SYNOPSIS

This raport summarizes exploration of the U.S. National Oceanic and Atmospheric Administration’s (NOAA) storm database. This database tracks characteristics of major storms and weather events in the United States, including when and where they occur, as well as estimates of any fatalities, injuries, and property damage. The aim of this exploration is to determine which types of weather events are most harmful accross the United States with respect to:

  1. population health
  2. economic consequences

DATA IMPORT AND PROCESSING

The data was downloaded from https://d396qusza40orc.cloudfront.net/repdata%2Fdata%2FStormData.csv.bz2 on January 23, 2015.

Data import

if(!file.exists("./data")){dir.create("./data")}
url <- "https://d396qusza40orc.cloudfront.net/repdata%2Fdata%2FStormData.csv.bz2"
if(!file.exists("./data/stormData.csv.bz2")){download.file(url, destfile = "./data/stormData.csv.bz2")}
(files <- list.files("./data/", full.names=T))
## [1] "./data/stormData.csv.bz2"
dat <- read.csv(files[1])
### load required packages
if(!("dplyr" %in% rownames(installed.packages()))) {
    install.packages("dplyr")

────────

> [EXERCISES]
A. Reproduce the part of the storm database report between "The data was" and "dat <- read.csv(files[1])", inclusive.
B. Carry on with the storm database report from the point where it stops.
The listing that comes next has no connection to the storm database report.

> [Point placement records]
────────

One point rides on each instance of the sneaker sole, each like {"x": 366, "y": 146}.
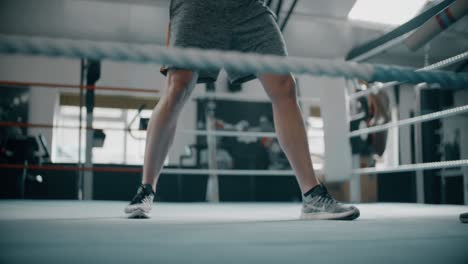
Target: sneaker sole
{"x": 464, "y": 220}
{"x": 138, "y": 214}
{"x": 328, "y": 216}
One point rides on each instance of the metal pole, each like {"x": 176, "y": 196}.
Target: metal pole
{"x": 88, "y": 175}
{"x": 80, "y": 145}
{"x": 212, "y": 189}
{"x": 355, "y": 182}
{"x": 418, "y": 149}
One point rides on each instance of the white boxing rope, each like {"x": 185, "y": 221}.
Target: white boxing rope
{"x": 413, "y": 167}
{"x": 212, "y": 59}
{"x": 235, "y": 97}
{"x": 409, "y": 121}
{"x": 235, "y": 133}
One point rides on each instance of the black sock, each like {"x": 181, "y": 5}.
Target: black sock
{"x": 312, "y": 190}
{"x": 148, "y": 187}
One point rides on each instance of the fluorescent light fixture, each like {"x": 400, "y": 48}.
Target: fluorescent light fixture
{"x": 390, "y": 12}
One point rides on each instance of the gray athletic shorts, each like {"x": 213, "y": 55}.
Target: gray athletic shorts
{"x": 236, "y": 25}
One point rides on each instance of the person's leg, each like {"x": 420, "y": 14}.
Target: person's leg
{"x": 160, "y": 136}
{"x": 163, "y": 122}
{"x": 290, "y": 126}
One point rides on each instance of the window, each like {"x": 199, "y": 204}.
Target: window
{"x": 120, "y": 146}
{"x": 394, "y": 12}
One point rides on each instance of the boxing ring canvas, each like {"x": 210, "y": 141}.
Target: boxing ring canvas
{"x": 98, "y": 232}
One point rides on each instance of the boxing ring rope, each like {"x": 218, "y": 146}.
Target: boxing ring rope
{"x": 218, "y": 133}
{"x": 76, "y": 86}
{"x": 235, "y": 61}
{"x": 438, "y": 65}
{"x": 139, "y": 170}
{"x": 410, "y": 121}
{"x": 254, "y": 63}
{"x": 210, "y": 95}
{"x": 414, "y": 167}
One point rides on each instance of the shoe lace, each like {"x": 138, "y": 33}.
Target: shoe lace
{"x": 141, "y": 196}
{"x": 326, "y": 199}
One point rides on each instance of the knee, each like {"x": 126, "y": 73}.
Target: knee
{"x": 180, "y": 84}
{"x": 284, "y": 90}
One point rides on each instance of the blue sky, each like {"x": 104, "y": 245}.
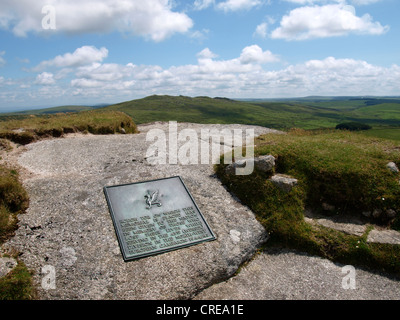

────────

> [ANSWERS GIVEN]
A.
The data was downloaded from https://d396qusza40orc.cloudfront.net/repdata%2Fdata%2FStormData.csv.bz2 on January 23, 2015.

Data import

if(!file.exists("./data")){dir.create("./data")}
url <- "https://d396qusza40orc.cloudfront.net/repdata%2Fdata%2FStormData.csv.bz2"
if(!file.exists("./data/stormData.csv.bz2")){download.file(url, destfile = "./data/stormData.csv.bz2")}
(files <- list.files("./data/", full.names=T))
## [1] "./data/stormData.csv.bz2"
dat <- read.csv(files[1])

B.
}
require(dplyr)
## Loading required package: dplyr
## 
## Attaching package: 'dplyr'
## 
## The following object is masked from 'package:stats':
## 
##     filter
## 
## The following objects are masked from 'package:base':
## 
##     intersect, setdiff, setequal, union
if(!("xtable" %in% rownames(installed.packages()))) {
    install.packages("xtable")
}
require(xtable)
## Loading required package: xtable

Data processing

The original data has 902297 observations of 37 variables. However, upon initial exploration it was determined that only some variables were needed for the analysis. These were:

    - event type (EVTYPE)
    - FATALITIES
    - INJURIES
    - properity damage (PROPDMG)
    - Order of magnitude for properity damage (PROPDMGEXP)
    - crop damage (CROPDMG)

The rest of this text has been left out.